> **What is expected**
Reproduce exactly the lines that run from the start of the records below to the line with "[ ] locate the dirt construction lot", inclusive.

> **Study material**
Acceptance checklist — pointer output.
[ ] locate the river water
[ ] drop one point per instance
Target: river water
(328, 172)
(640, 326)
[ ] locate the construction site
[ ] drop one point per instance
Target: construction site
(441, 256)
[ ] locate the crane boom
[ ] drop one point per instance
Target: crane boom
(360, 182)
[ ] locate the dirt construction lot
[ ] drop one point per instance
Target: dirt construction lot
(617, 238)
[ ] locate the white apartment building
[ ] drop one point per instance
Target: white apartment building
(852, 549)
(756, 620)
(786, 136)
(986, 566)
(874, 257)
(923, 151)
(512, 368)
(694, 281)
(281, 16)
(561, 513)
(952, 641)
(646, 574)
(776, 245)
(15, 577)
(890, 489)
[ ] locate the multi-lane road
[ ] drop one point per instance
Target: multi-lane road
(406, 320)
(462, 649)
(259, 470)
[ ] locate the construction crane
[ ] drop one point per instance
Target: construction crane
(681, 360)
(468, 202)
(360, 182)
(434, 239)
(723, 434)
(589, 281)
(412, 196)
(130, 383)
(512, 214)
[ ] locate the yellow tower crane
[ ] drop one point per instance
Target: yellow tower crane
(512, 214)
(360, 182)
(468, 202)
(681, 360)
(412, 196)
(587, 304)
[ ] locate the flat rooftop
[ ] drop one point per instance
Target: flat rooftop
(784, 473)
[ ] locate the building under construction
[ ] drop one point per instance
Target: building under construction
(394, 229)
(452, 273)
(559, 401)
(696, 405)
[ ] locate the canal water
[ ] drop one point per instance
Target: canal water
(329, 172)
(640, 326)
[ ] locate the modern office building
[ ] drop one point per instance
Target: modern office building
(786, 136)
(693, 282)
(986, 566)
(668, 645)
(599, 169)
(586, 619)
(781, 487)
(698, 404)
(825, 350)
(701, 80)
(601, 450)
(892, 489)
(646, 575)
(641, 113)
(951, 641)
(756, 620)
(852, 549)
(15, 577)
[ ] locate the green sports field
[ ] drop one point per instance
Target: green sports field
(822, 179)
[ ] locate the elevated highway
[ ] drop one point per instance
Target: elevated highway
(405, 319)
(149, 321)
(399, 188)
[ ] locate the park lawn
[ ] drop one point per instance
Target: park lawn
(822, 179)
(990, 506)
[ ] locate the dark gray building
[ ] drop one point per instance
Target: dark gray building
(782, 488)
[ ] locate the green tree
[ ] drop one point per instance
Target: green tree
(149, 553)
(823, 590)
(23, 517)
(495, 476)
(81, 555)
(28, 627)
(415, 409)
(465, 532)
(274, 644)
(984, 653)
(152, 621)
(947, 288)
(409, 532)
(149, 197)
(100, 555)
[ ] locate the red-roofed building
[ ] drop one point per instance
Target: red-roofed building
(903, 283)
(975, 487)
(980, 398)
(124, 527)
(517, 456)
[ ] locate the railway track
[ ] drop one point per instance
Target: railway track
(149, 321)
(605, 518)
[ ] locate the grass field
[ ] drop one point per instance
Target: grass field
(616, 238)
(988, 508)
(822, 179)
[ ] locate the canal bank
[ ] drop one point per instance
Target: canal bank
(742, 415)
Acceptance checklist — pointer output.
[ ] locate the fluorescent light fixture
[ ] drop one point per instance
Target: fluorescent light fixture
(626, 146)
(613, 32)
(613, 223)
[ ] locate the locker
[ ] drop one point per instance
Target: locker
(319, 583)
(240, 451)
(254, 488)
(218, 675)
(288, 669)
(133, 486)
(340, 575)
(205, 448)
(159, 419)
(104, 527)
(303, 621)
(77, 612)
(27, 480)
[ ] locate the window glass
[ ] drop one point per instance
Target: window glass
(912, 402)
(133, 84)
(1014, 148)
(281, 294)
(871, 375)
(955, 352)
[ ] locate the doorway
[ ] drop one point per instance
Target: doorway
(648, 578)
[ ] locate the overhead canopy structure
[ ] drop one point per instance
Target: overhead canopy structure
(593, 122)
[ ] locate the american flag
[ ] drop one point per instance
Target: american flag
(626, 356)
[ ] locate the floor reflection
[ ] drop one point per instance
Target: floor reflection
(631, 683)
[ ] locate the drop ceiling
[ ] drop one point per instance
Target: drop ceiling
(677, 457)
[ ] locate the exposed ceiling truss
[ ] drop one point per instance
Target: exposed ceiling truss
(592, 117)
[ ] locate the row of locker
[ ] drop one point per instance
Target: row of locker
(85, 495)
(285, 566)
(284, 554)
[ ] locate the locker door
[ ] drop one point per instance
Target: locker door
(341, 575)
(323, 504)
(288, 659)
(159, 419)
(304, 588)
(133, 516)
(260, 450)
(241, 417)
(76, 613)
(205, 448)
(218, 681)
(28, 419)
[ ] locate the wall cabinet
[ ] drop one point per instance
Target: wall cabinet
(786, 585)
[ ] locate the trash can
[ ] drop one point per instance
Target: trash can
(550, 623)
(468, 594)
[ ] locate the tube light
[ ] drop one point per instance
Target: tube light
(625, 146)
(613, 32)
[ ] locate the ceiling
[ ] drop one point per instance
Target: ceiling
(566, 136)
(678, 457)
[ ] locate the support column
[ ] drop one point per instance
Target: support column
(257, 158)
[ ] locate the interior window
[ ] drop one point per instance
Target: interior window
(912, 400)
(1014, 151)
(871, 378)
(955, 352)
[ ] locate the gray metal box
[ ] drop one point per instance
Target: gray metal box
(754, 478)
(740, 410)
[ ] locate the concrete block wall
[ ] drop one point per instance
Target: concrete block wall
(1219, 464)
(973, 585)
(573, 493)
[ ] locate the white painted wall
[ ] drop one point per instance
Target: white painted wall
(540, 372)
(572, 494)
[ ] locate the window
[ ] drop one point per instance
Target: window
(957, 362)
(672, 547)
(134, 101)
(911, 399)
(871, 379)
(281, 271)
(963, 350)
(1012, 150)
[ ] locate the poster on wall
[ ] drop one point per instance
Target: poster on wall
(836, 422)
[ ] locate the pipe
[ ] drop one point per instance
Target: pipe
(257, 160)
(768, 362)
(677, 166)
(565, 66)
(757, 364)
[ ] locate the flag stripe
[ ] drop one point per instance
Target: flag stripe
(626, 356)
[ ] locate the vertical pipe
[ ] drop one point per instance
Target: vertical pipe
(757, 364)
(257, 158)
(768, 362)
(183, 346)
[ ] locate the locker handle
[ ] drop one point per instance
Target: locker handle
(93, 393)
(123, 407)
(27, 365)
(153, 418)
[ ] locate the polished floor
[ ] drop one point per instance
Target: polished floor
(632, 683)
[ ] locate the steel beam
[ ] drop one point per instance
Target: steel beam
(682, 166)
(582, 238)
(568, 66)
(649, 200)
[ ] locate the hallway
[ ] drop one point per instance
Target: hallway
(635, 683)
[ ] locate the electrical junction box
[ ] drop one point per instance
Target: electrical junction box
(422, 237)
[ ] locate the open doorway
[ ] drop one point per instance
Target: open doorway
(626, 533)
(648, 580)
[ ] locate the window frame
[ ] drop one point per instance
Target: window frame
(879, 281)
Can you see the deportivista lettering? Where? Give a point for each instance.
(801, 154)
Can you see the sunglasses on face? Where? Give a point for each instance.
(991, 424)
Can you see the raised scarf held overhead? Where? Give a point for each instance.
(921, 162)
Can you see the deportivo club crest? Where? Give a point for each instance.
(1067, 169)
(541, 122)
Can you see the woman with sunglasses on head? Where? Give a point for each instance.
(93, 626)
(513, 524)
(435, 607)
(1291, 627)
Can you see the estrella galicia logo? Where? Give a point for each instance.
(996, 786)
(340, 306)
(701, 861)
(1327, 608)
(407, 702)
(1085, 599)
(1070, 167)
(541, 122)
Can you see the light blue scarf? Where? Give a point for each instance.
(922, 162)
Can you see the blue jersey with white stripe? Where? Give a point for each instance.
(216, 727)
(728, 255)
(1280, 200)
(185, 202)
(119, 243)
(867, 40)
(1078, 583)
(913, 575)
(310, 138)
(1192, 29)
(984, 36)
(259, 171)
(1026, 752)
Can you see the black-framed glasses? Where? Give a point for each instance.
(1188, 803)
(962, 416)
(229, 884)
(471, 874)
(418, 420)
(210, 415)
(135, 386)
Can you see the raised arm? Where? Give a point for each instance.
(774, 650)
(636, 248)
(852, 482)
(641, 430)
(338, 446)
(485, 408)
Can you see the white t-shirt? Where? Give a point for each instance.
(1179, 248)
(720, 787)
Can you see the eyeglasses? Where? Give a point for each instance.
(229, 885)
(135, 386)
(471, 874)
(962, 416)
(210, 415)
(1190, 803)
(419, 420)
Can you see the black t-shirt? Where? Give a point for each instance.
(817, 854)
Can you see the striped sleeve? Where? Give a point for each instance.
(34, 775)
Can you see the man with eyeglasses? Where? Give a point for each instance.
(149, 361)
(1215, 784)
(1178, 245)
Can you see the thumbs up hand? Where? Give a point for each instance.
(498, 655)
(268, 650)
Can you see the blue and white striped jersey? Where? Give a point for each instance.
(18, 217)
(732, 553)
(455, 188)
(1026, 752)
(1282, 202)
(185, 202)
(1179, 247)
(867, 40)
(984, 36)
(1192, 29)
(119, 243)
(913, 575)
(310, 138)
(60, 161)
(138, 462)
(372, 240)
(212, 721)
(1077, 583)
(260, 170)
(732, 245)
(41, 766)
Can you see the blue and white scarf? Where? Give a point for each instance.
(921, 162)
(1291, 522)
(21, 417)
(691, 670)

> **Exercise solution**
Acceptance checklist — pointer output.
[ ] locate the river water
[ ] drop one point per instance
Target: river water
(328, 172)
(640, 326)
[ ] locate the construction site
[ ] drop one point per instance
Target: construction site
(441, 256)
[ ] locate the crane boom
[ ] drop one point per instance
Target: crane boom
(360, 182)
[ ] locate the dirt construction lot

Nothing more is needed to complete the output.